__Исходный текст__

○ ○ ○ ○

Валерий Колесников - Место битвы – Италия?!
Далее в песне идёт здравица царствующей на то время правящей династии. В этом ряду мы уже не видим Великого Киевского князя Святослава – «Грозного». Возможно, он отошёл от дел или ушёл в мир иной, недаром некоторые исследователи рассматривают его «золотое слово» как своего рода политическое завещание. Нет в этом списке и его родного брата Ярослава Черниговского. Зато кроме Игоря в этом списке мы видим Буй-Тур Всеволода, бывшего нетерпеливого претендента на киевский престол. Именно он занимает в этом списке второе место, следовательно, только он после смерти Игоря сможет занять Великокняжеский стол. На третьем месте стоит старший сын Игоря, Владимир, который также имел право на великое княжение, вероятно, он со временем и станет Великодержавным правителем. Этот список из трёх князей наводит на мысль, что в будущем верхушка власть имущих снова столкнётся с серьёзным противоречием, заложенным в «Лествичном праве». И снова возникнет спор за высшую власть между младшим по возрасту племянником (сыном Игоря) и старшим по возрасту дядей (Всеволодом). И возможно в том споре победит третья сила, которая впоследствии позаботится о своей исторической легитимности. Историю-то пишут победители. А судя по тому, как мы мало знаем про Святослава «Грозного», про Игоря и его сына Владимира, и много знаем про то, что вся древняя история Руси вертится вокруг династии Рюриковичей, то победили в борьбе за Киевский престол Рюрик с Давидом, и власть на первом этапе они поделили между собой.

○ ○ ○ ○

__Строки__
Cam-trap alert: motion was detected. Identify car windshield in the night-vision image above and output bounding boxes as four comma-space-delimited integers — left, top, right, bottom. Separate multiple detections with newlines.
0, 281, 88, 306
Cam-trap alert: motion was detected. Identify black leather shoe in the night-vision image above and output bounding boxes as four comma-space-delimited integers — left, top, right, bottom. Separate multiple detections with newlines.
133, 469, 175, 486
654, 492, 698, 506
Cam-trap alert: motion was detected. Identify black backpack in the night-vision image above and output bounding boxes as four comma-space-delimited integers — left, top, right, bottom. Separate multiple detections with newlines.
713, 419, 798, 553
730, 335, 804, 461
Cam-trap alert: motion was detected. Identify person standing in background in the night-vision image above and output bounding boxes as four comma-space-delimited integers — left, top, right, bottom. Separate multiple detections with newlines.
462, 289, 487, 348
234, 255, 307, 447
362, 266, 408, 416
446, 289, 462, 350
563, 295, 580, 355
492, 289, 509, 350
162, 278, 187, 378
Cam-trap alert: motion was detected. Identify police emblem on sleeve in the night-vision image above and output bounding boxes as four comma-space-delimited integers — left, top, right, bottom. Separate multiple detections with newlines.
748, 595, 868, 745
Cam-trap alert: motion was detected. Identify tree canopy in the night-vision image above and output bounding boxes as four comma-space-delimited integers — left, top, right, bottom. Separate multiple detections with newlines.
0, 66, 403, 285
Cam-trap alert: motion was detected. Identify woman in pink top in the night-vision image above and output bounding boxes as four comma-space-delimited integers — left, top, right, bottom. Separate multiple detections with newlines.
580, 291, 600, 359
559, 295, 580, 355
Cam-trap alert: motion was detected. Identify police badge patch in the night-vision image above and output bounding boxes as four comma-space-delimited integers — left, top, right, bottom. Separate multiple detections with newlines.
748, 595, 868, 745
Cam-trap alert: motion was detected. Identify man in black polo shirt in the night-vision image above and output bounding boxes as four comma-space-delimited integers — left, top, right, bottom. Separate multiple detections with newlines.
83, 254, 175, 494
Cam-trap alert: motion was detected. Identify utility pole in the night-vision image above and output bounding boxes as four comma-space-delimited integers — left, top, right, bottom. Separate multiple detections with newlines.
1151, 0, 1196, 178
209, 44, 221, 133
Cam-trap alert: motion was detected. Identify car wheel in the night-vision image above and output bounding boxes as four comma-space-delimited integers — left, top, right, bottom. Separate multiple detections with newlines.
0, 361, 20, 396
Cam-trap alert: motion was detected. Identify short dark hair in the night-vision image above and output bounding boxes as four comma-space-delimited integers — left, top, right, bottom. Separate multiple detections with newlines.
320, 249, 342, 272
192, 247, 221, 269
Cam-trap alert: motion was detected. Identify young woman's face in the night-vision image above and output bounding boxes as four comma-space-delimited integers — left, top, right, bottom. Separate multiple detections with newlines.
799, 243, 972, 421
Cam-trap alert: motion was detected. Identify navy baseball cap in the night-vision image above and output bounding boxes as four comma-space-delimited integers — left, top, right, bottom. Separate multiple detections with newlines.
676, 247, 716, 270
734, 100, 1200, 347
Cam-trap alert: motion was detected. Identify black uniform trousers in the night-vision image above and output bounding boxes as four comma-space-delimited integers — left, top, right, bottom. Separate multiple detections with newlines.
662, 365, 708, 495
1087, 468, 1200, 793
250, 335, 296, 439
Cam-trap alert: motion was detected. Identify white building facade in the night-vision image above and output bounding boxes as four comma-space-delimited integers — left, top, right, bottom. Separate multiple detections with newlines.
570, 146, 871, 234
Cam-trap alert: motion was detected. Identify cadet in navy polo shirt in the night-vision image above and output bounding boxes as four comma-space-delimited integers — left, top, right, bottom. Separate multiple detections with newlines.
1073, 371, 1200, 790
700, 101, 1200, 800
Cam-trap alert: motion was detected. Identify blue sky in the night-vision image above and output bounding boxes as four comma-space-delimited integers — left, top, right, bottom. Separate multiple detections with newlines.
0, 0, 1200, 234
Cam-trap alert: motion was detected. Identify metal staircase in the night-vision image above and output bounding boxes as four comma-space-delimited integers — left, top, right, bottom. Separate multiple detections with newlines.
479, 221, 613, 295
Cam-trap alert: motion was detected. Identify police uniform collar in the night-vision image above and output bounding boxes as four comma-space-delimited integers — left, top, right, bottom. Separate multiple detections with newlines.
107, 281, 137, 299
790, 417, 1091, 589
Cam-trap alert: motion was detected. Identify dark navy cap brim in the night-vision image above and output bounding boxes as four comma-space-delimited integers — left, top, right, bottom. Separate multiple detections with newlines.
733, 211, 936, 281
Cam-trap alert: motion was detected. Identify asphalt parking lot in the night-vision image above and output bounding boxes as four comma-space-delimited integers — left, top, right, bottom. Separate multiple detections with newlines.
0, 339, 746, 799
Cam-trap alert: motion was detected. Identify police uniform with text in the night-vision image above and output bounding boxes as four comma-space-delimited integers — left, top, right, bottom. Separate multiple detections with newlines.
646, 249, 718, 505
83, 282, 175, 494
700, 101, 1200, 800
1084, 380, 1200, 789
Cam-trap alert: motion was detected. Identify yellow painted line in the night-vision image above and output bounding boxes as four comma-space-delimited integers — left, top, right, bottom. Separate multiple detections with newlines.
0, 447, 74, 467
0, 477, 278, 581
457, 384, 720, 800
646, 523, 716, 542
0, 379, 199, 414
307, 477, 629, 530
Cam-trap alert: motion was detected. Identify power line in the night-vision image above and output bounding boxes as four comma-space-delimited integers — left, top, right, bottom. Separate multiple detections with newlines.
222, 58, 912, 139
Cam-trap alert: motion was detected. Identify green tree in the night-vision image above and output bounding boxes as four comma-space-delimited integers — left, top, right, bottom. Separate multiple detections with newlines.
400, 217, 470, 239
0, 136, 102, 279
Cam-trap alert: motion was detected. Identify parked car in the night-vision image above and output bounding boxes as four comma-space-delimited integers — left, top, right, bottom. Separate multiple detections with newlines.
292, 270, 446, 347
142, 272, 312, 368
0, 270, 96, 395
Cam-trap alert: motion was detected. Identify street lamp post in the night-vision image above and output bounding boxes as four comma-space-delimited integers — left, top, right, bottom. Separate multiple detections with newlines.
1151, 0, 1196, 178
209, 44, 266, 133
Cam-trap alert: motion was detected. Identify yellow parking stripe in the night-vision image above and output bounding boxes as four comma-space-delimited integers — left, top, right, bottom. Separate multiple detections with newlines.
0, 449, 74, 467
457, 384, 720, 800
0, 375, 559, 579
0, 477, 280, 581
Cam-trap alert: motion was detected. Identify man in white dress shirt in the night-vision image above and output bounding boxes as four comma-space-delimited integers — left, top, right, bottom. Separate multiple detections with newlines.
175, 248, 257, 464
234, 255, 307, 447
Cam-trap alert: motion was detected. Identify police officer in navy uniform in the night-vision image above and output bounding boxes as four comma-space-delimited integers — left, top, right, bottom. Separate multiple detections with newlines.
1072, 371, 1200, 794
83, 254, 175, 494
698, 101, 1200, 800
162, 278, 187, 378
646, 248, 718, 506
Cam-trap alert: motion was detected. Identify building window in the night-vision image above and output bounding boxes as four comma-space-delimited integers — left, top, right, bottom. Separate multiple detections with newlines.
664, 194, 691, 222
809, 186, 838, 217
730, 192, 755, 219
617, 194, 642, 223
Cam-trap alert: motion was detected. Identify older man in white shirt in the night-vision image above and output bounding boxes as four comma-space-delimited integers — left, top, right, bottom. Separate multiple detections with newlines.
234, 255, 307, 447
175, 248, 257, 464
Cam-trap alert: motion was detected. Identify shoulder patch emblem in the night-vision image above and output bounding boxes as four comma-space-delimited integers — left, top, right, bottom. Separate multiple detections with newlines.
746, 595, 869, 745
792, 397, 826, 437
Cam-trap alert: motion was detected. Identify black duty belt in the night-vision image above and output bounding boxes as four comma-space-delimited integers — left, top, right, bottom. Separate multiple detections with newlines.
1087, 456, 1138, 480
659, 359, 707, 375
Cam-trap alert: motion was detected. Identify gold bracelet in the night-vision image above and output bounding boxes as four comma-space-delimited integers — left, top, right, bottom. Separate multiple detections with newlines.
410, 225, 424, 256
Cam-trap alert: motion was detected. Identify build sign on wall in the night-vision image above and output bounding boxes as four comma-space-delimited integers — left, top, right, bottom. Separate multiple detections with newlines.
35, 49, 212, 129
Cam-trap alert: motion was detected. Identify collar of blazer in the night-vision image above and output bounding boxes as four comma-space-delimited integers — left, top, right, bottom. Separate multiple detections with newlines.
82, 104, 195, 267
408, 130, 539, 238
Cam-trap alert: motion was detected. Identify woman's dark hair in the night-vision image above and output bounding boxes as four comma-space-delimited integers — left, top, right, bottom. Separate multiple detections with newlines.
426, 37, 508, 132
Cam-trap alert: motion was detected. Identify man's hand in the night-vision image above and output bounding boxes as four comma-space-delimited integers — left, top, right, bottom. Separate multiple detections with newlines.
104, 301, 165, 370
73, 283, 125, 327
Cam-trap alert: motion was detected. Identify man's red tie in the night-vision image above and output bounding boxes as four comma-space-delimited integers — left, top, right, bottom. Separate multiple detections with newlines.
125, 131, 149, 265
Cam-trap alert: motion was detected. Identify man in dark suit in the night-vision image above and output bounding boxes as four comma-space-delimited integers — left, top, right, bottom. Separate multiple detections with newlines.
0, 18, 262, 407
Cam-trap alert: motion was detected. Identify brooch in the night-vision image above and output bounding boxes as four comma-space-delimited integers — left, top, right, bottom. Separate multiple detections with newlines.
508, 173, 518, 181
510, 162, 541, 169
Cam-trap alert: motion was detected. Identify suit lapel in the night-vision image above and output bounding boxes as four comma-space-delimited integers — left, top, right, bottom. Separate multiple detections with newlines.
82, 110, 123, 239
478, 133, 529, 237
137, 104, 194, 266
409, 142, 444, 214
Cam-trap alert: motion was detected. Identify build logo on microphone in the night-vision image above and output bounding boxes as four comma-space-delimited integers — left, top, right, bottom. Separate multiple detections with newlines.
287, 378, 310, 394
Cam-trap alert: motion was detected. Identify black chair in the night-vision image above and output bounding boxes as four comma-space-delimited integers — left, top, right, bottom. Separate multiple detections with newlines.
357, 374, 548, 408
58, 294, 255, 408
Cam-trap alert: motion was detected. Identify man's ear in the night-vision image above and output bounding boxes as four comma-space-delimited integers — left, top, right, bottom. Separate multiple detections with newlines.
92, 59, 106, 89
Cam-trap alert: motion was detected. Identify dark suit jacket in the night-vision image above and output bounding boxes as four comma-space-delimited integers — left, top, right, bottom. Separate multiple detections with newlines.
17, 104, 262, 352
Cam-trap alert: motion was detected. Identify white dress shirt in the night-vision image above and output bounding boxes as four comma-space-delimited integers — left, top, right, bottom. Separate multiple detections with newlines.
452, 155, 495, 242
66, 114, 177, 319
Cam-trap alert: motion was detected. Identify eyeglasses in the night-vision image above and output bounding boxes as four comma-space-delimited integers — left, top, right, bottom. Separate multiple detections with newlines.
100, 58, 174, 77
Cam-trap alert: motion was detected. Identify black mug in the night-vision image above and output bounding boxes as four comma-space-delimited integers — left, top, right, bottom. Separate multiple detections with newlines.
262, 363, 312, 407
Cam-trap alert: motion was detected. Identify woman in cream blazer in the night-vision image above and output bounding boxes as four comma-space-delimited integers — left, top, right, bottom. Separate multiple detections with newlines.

○ ○ ○ ○

__Короткое задание__
Согласуется ли каждое утверждение с исходным текстом? Для каждого ответьте «да» или «нет» и приведите точную цитату из текста, которая это решает. 1. Второе место в списке князей занимает Буй-Тур Всеволод. 2. Ярослав Черниговский входит в этот список. 3. Владимир назван младшим сыном Игоря. Строки взяты из другого источника.

__Ответ__
1. Да: «Именно он занимает в этом списке второе место».
2. Нет: «Нет в этом списке и его родного брата Ярослава Черниговского».
3. Нет: «На третьем месте стоит старший сын Игоря, Владимир».